§ What is being asked:
Answer these questions from the article on energy storage in the automotive industry.
(a) Which type of battery is the most prominent choice of automobile manufacturers?
(b) What capacity is planned for the Tesla and Panasonic gigafactory?
(c) How much did CATL announce it would invest?
START Source extract
Why is Energy Storage the Primary Focus Area of the Automotive Industry?

The automotive industry is on a quest to limit its impact on the environment and transform automotive mobility into a sustainable mode of transport with the development of electric vehicles. Battery Electric Vehicles (BEVs) use electricity stored in a battery pack to power an electric motor and run the automobile. Batteries are recharged using electricity either from a wall socket or a dedicated charging unit.

As batteries form a critical part of electric vehicles, a majority of OEMs are working rigorously, either individually or in collaboration with battery manufacturers, to develop innovative and efficient automobile batteries.This is leading to a huge boom in R&D investments in the automotive industry.

There are different types of batteries such as lead-acid, Nickel Metal Hydride (NiMH), and sodium (zebra), which have been implemented in BEVs; however, the lithium-ion battery is the most prominent choice of automobile manufacturers.

Though the market outlook for lithium-ion batteries appears to be quite promising, next-generation lithium-ion technologies, such as solid-state electrolyte lithium-ion batteries, seem to be the upcoming candidate in this field.

Electric vehicle OEMs are focusing on challenges that need to be addressed to unlock the full potential of batteries in EVs. A few of the major concerns are safety, durability, performance, and charging time.

Multi-billion dollar investments have been announced across the automotive ecosystem. Existing battery manufacturers, electric vehicle OEMs, and chemical companies are investing in electric vehicle battery manufacturing. A few of the key investments are listed as follows:

Tesla and Panasonic have planned a 36 GWh gigafactory for 2020 as a part of $6 billion investment. According to this agreement, Tesla will prepare, provide, and manage the land, buildings, and utilities, whereas Panasonic will manufacture and supply cylindrical lithium-ion cells and invest in the associated equipment, machinery, and other manufacturing tools based on their mutual approval.

Daimler is planning to buy $23 billion worth of battery cells by 2030, as the maker of Mercedes-Benz is preparing dozens of electric and hybrid vehicles in the market. The company has been ramping up its electric vehicle offensive for years now, an effort that has included the development of a heavy-duty electric truck. The company further plans to spend $1.2 billion to develop global battery production and invest in an electric charging company, ChargePoint.

CATL of China announced a $2 billion investment to build 2 battery plants of more than 24 GWh capacity. New assembly lines would increase the CATL production capability and make it the world’s largest electric vehicle battery cell manufacturer ahead of Tesla, Warren Buffett-backed BYD in China, and South Korea’s LG Chem.
END Source extract
START Provided information
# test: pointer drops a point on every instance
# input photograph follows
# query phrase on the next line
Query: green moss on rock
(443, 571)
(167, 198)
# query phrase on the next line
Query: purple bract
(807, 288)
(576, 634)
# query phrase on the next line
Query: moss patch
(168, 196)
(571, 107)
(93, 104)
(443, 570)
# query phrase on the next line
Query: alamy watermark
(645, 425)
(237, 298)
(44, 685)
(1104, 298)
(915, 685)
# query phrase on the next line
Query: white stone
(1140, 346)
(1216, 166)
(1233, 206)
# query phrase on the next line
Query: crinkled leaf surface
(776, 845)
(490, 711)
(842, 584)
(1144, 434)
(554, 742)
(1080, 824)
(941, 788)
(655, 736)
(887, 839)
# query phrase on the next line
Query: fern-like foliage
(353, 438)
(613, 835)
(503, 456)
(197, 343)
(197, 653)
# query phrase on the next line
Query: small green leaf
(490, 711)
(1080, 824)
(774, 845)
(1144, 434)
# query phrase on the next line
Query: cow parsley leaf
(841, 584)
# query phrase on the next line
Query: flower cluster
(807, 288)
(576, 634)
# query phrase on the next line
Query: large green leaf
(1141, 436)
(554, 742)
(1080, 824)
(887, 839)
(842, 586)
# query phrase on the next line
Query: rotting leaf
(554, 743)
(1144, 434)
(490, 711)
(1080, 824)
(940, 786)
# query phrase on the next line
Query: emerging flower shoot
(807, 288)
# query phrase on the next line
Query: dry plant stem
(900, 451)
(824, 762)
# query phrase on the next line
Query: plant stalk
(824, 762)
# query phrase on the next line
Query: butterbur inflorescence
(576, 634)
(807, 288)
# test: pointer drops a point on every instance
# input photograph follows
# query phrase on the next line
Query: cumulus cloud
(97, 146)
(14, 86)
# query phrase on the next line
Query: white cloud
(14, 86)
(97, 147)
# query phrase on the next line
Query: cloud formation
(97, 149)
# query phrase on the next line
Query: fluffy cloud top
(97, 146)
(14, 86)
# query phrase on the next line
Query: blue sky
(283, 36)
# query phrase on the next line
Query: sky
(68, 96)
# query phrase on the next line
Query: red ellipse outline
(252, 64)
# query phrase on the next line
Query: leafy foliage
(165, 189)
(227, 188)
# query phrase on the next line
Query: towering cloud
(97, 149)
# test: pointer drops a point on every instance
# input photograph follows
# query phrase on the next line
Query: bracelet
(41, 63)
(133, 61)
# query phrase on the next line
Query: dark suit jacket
END Provided information
§ Exercise answer:
(a) The lithium-ion battery.
(b) 36 GWh.
(c) $2 billion.